SECURITIES AND EXCHANGE COMMISSION

WASHINGTON, DC 20549

 

FORM 8-K

 

CURRENT REPORT PURSUANT

TO SECTION 13 OR 15(D) OF THE

SECURITIES EXCHANGE ACT OF 1934

 

Date of report (Date of earliest event reported): February 21, 2011

 

QWEST COMMUNICATIONS INTERNATIONAL INC.

(Exact Name of Registrant as Specified in Its Charter)

 

Delaware

(State or Other Jurisdiction of Incorporation)

 

001-15577

 

84-1339282

(Commission File Number)

 

(IRS Employer Identification No.)

 

1801 California Street, Denver, Colorado

 

80202

(Address of Principal Executive Offices)

 

(Zip Code)

 

(303) 992-1400

(Registrant’s Telephone Number, Including Area Code)

 

N/A

(Former Name or Former Address, if Changed Since Last Report)

 

Check the appropriate box below if the Form 8-K filing is intended to simultaneously satisfy the filing obligation of the registrant under any of the following provisions (see General Instruction A.2. below):

 

o            Written communications pursuant to Rule 425 under the Securities Act (17 CFR 230.425)

──────────────────────────────

** Challenges **
[a] According to the Form 8-K cover page, what is the date of the earliest event reported?
[b] Reproduce the part of the Form 8-K cover page starting with "Check the appropriate" and going on through "(17 CFR 230.425)".

** Records shown **

──────────────────────────────

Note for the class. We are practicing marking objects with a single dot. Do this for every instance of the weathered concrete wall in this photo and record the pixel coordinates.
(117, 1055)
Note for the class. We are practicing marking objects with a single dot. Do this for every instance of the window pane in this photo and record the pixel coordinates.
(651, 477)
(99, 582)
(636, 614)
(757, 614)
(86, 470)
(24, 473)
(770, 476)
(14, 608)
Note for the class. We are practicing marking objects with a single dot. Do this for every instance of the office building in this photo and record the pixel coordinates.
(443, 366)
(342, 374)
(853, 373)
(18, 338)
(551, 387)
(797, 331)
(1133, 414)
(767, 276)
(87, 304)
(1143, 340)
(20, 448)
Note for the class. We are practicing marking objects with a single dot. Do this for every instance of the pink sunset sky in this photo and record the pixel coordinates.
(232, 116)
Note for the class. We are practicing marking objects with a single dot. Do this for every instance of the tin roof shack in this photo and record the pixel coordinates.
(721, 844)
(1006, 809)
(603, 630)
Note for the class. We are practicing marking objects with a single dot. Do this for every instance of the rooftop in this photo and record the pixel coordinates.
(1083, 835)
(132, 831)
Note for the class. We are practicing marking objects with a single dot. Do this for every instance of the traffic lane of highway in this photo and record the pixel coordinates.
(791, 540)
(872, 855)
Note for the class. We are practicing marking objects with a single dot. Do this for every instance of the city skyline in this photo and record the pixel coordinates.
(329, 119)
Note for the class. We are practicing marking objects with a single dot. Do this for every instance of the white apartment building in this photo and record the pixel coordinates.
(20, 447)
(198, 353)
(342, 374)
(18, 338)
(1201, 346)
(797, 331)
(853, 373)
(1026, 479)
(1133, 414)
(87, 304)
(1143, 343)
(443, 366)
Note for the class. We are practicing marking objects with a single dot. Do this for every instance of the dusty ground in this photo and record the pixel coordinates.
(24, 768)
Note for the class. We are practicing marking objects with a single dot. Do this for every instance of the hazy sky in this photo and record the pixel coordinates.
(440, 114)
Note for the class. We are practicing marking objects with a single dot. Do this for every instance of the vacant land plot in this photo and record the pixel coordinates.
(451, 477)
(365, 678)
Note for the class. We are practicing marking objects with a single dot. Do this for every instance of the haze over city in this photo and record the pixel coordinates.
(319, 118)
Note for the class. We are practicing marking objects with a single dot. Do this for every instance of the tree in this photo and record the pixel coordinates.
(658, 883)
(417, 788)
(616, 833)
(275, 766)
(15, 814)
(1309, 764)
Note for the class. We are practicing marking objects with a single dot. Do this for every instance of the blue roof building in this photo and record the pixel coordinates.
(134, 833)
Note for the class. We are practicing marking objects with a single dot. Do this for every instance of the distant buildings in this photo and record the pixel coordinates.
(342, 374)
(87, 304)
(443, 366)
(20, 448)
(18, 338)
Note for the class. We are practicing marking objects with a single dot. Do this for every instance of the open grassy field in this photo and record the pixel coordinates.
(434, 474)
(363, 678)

──────────────────────────────

** Answers to the exercise **
[a] February 21, 2011

[b]
Check the appropriate box below if the Form 8-K filing is intended to simultaneously satisfy the filing obligation of the registrant under any of the following provisions (see General Instruction A.2. below):

 

o            Written communications pursuant to Rule 425 under the Securities Act (17 CFR 230.425)